[Source records]
======
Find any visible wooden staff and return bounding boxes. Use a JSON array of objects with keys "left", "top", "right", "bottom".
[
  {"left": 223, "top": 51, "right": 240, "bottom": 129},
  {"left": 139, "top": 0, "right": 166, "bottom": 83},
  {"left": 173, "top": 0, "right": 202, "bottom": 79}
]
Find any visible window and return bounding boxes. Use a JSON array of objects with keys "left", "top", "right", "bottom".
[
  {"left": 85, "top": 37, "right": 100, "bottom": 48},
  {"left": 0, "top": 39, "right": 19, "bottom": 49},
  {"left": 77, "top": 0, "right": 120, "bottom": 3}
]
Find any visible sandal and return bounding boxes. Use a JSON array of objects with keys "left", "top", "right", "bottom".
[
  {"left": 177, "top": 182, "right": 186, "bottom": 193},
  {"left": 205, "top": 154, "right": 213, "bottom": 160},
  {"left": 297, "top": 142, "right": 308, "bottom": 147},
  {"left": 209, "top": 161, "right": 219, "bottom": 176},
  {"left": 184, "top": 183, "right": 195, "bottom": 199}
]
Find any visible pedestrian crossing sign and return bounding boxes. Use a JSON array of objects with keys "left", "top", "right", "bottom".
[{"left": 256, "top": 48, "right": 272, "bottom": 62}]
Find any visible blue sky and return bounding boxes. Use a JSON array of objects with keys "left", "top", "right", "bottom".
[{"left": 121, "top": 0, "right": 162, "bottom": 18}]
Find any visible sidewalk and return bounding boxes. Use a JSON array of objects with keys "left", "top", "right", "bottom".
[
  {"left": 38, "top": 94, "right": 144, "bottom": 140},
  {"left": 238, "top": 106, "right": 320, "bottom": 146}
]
======
> [Work instructions] Copy, word for word, the line that contains "Find any visible window" and every line after it through the end of the records, and nothing else.

> [Output]
Find any visible window and return bounding boxes. Use a JSON array of objects with keys "left", "top", "right", "bottom".
[
  {"left": 85, "top": 37, "right": 100, "bottom": 48},
  {"left": 0, "top": 39, "right": 19, "bottom": 49},
  {"left": 77, "top": 0, "right": 120, "bottom": 3}
]
Find any visible sandal and return bounding boxes. Use a JSON array of objects with keys "left", "top", "right", "bottom".
[
  {"left": 177, "top": 182, "right": 186, "bottom": 193},
  {"left": 205, "top": 154, "right": 213, "bottom": 160},
  {"left": 297, "top": 142, "right": 308, "bottom": 147},
  {"left": 209, "top": 161, "right": 219, "bottom": 176},
  {"left": 184, "top": 183, "right": 195, "bottom": 199}
]
Find any visible pedestrian crossing sign and return bounding boxes. Use a JSON array of objects with keys "left", "top", "right", "bottom".
[{"left": 256, "top": 48, "right": 272, "bottom": 62}]
Find any visible blue sky and return bounding boxes. Use a JSON array of objects with keys "left", "top", "right", "bottom".
[{"left": 121, "top": 0, "right": 162, "bottom": 18}]
Find any visible sidewalk and return bounding boxes. Use a JSON array of objects with keys "left", "top", "right", "bottom".
[
  {"left": 38, "top": 94, "right": 144, "bottom": 140},
  {"left": 238, "top": 106, "right": 320, "bottom": 146}
]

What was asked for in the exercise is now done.